[Opening THE DATA section]

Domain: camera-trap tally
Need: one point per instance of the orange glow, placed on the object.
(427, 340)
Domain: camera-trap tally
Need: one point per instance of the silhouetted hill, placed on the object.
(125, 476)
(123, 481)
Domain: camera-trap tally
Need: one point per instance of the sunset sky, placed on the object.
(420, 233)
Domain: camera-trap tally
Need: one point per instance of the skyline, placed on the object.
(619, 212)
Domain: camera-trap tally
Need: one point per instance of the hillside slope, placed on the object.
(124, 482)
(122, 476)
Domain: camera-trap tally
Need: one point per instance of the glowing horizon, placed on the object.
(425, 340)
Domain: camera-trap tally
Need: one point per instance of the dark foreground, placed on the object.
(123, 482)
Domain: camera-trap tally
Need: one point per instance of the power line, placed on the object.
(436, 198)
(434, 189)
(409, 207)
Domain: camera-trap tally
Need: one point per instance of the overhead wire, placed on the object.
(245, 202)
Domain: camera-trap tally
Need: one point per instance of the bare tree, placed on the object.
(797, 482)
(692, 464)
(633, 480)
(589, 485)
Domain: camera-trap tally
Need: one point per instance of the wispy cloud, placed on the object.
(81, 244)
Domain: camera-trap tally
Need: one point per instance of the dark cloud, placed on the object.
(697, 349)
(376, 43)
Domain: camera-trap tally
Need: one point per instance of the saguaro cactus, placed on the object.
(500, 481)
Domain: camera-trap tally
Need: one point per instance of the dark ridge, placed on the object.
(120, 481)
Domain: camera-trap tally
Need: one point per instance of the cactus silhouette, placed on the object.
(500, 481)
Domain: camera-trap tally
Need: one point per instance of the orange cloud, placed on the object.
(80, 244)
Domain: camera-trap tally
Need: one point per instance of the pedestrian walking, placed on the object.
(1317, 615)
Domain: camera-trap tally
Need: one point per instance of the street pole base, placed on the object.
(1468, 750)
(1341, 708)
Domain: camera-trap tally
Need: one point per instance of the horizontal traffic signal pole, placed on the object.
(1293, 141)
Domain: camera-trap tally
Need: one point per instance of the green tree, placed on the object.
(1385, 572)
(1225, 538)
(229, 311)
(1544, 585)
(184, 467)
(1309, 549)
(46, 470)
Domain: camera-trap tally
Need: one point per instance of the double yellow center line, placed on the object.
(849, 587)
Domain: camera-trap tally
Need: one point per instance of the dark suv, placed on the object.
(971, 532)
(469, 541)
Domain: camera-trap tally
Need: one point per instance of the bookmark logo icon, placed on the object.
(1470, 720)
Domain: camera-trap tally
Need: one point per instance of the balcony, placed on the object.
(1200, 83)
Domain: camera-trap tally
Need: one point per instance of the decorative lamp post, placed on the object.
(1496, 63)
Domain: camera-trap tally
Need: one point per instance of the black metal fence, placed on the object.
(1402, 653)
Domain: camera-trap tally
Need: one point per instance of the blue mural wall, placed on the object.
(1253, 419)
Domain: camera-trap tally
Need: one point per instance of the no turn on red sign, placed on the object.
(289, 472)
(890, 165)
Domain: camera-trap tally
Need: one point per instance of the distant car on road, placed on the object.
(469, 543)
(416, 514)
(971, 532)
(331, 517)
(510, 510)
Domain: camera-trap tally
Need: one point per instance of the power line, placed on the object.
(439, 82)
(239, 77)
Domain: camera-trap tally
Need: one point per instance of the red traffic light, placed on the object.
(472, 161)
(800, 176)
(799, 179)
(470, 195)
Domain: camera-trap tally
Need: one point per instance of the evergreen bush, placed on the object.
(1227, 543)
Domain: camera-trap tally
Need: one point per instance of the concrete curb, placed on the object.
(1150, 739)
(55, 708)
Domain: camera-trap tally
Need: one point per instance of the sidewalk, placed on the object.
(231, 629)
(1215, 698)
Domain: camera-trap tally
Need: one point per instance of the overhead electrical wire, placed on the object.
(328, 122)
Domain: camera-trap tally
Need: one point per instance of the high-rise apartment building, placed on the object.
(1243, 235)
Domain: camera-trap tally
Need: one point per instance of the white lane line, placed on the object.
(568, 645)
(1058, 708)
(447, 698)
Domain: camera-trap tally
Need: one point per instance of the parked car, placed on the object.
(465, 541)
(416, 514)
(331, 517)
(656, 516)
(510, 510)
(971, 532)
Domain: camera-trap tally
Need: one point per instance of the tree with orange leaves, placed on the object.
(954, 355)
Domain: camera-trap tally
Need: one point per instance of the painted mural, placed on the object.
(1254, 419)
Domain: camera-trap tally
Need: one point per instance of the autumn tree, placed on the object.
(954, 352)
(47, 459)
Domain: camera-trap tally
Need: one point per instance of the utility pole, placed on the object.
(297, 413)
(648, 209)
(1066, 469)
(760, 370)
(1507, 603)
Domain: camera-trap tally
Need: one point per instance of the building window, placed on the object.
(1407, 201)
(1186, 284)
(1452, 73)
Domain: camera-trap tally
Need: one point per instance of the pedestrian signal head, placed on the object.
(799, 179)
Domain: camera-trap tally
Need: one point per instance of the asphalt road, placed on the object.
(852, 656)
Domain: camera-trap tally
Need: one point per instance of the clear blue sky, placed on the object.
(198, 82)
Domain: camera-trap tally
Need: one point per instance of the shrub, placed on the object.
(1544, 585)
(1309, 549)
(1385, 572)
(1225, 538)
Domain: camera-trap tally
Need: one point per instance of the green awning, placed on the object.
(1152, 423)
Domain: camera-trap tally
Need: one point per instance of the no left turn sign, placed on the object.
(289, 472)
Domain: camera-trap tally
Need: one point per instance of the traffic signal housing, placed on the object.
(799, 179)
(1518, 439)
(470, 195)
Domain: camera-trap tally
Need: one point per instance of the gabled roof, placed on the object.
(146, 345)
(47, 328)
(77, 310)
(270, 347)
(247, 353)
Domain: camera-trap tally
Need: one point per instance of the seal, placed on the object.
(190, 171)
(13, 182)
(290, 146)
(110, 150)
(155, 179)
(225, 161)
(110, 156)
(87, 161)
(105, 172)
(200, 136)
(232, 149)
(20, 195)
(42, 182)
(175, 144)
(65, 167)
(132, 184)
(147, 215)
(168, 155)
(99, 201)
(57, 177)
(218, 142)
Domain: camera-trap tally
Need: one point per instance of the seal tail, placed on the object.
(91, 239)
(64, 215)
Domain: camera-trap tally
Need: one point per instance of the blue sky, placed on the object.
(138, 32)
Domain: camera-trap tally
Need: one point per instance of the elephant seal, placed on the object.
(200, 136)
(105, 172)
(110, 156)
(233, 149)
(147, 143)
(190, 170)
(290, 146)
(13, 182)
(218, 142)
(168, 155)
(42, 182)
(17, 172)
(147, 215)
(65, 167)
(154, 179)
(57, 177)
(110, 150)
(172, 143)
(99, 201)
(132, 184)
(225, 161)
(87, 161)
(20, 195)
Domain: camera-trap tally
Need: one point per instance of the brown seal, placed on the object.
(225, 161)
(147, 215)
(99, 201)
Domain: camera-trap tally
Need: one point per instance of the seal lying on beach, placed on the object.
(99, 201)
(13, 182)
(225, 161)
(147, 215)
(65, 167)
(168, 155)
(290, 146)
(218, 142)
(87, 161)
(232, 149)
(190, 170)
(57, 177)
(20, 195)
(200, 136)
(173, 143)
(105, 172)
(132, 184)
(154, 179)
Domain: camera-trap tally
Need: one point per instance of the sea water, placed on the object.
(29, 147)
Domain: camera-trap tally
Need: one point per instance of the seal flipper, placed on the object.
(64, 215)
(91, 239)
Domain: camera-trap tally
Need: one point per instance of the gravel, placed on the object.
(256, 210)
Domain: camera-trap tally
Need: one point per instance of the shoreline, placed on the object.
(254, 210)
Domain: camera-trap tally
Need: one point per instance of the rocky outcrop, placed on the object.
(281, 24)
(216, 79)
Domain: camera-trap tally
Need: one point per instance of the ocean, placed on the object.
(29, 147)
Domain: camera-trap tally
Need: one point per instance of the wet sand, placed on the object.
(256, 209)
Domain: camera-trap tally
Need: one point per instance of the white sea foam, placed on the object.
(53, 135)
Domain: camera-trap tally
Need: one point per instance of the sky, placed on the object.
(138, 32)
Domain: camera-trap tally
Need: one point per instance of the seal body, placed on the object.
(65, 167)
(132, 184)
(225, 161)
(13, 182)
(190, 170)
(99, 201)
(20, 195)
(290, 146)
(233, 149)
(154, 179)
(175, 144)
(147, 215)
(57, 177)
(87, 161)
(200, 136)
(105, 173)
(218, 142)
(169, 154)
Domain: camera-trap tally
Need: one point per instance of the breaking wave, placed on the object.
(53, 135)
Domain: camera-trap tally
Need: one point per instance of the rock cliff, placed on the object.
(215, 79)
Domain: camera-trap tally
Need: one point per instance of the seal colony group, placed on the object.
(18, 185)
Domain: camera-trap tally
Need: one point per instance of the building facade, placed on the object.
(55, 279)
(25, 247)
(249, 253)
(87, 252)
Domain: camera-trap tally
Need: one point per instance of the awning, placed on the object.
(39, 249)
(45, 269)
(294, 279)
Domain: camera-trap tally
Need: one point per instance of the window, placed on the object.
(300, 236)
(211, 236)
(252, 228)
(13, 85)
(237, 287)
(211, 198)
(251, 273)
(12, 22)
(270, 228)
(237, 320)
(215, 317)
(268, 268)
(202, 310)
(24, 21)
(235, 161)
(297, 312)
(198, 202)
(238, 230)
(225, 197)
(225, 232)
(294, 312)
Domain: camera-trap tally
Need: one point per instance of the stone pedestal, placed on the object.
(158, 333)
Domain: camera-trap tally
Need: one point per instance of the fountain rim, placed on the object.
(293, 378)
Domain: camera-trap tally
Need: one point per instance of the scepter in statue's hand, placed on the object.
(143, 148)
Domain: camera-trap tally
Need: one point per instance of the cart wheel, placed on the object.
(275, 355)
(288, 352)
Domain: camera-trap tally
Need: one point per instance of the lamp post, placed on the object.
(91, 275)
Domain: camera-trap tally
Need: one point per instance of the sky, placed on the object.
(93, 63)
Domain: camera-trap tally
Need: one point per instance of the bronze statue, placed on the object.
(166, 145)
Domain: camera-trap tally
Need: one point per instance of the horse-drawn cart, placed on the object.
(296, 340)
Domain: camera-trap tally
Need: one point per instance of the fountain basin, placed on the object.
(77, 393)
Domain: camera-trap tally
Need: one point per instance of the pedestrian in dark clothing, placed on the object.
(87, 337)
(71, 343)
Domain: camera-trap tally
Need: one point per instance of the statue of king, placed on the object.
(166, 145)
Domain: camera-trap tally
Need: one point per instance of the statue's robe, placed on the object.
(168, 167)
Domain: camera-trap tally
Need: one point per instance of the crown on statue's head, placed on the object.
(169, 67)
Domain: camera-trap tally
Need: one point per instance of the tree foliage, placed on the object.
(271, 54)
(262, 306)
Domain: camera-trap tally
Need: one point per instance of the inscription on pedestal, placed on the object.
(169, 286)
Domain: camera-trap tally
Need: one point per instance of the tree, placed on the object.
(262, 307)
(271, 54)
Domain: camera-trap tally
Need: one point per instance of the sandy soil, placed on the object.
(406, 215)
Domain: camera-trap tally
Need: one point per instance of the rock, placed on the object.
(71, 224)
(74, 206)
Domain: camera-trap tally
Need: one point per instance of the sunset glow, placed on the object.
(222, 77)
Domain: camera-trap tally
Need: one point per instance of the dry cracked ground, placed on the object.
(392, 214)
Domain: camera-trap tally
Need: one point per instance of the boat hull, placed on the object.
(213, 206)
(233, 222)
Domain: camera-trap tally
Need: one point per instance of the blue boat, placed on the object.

[Closing THE DATA section]

#### GOAL OF THE EXERCISE:
You are asked to reproduce word for word the line containing "Need: one point per instance of the dry" and every subsequent line through the end of the entries.

#### FINAL ANSWER:
Need: one point per instance of the dry cracked ground, placed on the object.
(392, 214)
Domain: camera-trap tally
Need: one point per instance of the boat hull, placed on the object.
(213, 206)
(233, 222)
Domain: camera-trap tally
Need: one point per instance of the blue boat, placed on the object.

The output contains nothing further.